Task prompt: Gather every line in the listing below that contains the word "leaf". Matching is case-sensitive.

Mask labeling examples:
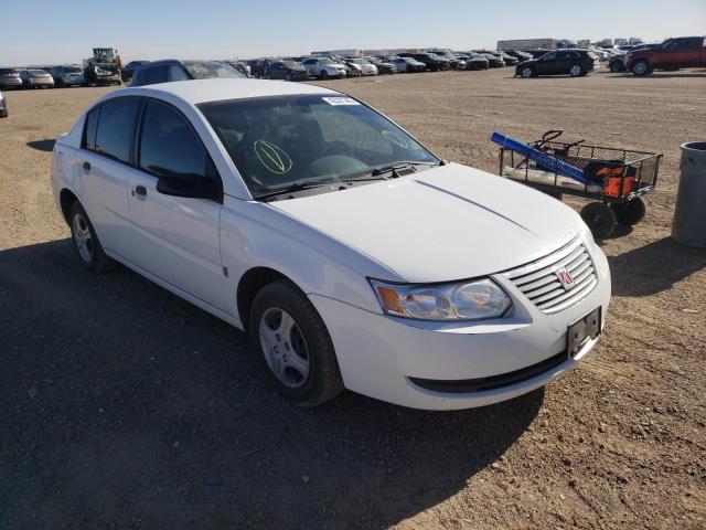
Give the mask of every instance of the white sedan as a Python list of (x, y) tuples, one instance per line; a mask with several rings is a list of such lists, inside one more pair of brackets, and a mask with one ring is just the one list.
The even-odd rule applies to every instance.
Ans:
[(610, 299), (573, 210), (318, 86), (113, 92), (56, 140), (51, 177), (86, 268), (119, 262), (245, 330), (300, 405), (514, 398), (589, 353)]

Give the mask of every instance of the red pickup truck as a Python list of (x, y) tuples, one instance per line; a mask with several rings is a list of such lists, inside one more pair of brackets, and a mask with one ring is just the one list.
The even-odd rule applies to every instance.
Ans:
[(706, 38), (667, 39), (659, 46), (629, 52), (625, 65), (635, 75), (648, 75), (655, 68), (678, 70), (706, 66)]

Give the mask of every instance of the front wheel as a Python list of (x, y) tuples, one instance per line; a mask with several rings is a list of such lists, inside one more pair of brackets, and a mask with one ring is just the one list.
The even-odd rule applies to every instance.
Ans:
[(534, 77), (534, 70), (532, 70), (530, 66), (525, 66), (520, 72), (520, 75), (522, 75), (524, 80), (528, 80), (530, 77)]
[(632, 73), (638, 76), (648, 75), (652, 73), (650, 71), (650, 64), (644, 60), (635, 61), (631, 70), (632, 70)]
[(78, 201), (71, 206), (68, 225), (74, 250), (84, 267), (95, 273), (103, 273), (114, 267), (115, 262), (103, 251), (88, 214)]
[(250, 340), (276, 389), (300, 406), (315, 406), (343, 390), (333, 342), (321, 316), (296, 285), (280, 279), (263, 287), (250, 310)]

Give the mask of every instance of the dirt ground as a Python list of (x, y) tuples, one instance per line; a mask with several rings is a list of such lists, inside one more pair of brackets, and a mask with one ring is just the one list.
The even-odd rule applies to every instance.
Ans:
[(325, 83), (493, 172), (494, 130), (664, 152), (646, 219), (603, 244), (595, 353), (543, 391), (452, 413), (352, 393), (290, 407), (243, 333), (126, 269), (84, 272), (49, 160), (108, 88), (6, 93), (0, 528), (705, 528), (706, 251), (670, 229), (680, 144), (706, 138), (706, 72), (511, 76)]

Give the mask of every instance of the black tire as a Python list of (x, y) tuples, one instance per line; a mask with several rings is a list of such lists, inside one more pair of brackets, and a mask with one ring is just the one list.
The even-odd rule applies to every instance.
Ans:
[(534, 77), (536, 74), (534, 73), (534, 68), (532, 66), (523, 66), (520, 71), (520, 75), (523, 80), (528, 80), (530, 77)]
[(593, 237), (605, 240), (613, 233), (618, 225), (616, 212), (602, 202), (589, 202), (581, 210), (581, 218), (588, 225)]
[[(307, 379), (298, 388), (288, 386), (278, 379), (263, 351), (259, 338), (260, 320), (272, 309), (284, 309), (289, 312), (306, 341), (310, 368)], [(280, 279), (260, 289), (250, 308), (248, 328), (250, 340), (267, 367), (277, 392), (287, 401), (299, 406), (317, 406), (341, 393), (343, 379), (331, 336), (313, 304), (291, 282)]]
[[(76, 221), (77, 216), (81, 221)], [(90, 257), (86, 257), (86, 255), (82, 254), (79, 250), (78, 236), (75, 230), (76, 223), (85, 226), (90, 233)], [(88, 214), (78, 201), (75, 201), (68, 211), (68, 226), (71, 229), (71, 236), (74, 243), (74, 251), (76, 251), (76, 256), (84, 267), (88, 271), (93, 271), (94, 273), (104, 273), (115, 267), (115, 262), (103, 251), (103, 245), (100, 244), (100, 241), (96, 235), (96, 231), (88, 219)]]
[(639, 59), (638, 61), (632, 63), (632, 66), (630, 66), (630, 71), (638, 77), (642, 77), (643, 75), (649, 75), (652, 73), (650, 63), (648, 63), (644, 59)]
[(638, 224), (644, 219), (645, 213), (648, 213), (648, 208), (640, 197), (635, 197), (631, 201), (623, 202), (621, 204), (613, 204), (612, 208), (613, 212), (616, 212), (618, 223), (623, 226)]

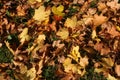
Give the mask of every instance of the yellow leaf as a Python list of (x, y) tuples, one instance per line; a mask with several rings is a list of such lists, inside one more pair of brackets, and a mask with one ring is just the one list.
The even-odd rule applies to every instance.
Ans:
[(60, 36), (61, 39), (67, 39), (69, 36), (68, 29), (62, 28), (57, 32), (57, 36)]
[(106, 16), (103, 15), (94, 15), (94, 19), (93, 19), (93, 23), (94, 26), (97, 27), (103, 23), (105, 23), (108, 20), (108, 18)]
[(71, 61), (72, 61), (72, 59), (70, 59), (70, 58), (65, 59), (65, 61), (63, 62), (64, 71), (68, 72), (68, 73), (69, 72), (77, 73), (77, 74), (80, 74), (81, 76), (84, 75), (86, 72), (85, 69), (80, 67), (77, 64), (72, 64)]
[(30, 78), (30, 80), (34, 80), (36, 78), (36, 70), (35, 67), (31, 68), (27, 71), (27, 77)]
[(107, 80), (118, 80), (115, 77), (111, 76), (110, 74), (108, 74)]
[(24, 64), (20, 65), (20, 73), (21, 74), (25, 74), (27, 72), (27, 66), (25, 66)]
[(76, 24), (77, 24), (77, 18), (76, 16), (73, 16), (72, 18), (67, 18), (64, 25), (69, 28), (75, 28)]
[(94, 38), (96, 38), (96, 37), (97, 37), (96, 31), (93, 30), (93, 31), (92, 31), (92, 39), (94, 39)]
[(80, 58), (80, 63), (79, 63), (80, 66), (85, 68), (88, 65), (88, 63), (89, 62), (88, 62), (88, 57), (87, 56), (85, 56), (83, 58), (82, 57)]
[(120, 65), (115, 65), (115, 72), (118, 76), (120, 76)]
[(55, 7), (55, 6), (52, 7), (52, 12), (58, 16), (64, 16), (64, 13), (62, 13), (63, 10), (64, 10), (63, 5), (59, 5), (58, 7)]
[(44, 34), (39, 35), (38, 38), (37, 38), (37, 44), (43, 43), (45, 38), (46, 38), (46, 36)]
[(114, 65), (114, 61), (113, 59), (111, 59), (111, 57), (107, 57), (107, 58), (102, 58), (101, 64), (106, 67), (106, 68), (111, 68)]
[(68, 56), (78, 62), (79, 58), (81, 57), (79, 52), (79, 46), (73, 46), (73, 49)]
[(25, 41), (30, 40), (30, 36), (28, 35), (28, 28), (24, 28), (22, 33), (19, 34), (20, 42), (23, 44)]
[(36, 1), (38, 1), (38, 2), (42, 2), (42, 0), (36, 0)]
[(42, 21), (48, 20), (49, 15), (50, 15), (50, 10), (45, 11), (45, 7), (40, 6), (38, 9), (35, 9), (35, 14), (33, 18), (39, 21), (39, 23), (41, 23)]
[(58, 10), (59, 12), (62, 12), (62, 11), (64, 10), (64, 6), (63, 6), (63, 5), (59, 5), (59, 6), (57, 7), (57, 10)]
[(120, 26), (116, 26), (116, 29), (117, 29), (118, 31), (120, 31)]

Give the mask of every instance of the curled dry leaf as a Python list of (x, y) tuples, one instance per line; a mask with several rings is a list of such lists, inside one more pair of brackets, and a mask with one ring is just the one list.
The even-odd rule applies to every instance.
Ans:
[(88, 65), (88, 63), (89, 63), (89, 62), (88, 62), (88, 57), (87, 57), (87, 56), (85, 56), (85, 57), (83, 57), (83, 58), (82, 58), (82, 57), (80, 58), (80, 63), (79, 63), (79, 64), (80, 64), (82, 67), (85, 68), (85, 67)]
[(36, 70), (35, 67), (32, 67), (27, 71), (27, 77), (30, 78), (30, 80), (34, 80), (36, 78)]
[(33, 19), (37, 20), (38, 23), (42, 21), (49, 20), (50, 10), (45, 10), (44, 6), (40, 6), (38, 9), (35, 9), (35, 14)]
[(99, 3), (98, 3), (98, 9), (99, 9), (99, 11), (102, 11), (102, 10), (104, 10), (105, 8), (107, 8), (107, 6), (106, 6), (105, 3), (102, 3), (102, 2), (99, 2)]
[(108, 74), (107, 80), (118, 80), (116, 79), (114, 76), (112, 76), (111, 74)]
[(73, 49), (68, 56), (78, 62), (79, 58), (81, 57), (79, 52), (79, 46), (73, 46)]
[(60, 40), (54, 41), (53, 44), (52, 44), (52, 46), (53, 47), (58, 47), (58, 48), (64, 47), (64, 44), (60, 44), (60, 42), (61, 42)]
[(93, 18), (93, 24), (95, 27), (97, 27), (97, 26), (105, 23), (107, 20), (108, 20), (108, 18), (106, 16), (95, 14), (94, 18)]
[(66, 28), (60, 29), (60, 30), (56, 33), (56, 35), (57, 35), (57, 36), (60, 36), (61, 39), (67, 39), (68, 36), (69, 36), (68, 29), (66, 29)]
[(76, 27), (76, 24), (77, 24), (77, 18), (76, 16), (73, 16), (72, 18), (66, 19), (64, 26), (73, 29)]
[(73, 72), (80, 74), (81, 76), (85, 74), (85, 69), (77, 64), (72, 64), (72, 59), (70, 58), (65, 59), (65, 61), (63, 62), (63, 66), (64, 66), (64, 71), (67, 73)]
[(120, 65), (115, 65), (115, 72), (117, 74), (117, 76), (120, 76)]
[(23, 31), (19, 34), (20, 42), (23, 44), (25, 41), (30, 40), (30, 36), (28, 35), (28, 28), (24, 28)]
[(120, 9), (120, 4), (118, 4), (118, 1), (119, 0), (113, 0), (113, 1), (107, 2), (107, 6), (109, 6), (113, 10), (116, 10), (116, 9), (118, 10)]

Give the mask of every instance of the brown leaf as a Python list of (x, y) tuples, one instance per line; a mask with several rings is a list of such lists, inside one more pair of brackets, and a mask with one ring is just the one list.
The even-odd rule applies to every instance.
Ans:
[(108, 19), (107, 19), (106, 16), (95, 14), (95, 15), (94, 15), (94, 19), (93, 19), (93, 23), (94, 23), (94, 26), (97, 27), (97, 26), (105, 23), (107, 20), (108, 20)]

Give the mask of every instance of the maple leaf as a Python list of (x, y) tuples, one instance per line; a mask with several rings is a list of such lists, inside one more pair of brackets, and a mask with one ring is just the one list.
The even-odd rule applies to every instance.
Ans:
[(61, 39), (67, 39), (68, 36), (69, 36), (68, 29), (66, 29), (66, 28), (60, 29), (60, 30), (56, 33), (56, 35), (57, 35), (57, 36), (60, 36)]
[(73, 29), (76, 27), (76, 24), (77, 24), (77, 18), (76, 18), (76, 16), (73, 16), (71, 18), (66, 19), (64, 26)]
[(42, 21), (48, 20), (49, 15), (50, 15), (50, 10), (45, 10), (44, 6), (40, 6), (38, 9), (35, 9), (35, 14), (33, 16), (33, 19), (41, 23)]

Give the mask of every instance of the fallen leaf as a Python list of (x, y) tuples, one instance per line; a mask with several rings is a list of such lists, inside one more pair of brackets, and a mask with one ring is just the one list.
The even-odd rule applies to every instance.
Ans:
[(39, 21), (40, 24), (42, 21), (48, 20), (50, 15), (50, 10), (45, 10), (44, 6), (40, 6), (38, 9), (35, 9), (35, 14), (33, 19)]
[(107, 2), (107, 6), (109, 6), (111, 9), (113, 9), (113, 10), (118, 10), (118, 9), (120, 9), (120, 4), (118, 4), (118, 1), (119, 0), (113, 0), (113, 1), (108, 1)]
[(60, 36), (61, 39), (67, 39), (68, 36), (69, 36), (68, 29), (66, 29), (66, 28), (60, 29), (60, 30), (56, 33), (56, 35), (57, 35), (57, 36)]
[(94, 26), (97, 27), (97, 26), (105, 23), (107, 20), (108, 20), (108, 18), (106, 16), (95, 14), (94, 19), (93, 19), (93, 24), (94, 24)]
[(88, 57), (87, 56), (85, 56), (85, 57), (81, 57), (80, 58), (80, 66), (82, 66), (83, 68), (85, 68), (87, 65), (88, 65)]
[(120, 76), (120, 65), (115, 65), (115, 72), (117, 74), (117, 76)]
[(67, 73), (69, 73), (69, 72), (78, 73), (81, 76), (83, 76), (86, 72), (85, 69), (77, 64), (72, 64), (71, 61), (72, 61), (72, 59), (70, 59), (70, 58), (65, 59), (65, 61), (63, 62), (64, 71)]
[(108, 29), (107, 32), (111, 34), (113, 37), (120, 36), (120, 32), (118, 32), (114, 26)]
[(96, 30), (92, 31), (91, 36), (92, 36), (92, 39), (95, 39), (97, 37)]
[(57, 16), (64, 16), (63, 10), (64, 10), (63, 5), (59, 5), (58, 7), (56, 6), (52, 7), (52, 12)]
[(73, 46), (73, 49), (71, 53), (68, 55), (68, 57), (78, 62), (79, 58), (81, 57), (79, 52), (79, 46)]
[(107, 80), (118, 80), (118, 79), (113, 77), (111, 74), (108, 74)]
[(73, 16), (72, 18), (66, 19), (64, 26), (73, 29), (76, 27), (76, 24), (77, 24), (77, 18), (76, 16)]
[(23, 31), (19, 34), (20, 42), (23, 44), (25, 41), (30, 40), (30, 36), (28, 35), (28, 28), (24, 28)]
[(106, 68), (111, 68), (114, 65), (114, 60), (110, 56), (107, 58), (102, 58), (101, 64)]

Solved problem:
Give the mask of every instance of the yellow leaf as a Python list of (x, y) tuples, one instance per line; a mask with several rings is a list of such lists, inside one more pair of brackets, and a mask with one ring is just the one list.
Give the mask of every instance of the curled dry leaf as a Python list of (x, y) tuples, one instance per line; a mask with several rings is a list of such lists, inside one more pair of brackets, and a mask with one ring is just the one list.
Give the mask of every instance of the brown leaf as a Python list of (x, y) tuples, one instance per line; a mask with several rings is a list of such lists, inside one more pair of brackets, and a mask with one ring is just the one list.
Give the mask of every instance of the maple leaf as a Python list of (x, y) tuples, one instance per line; a mask with several rings is a list of such lists, inside one more pair of brackets, and a mask with one ring is just the one list.
Give the mask of every instance of the fallen leaf as a Python list of (x, y) tuples, one instance per line; a mask with several rings is a list of such lists, inside one more pair of brackets, and a mask with one ring is just the one list.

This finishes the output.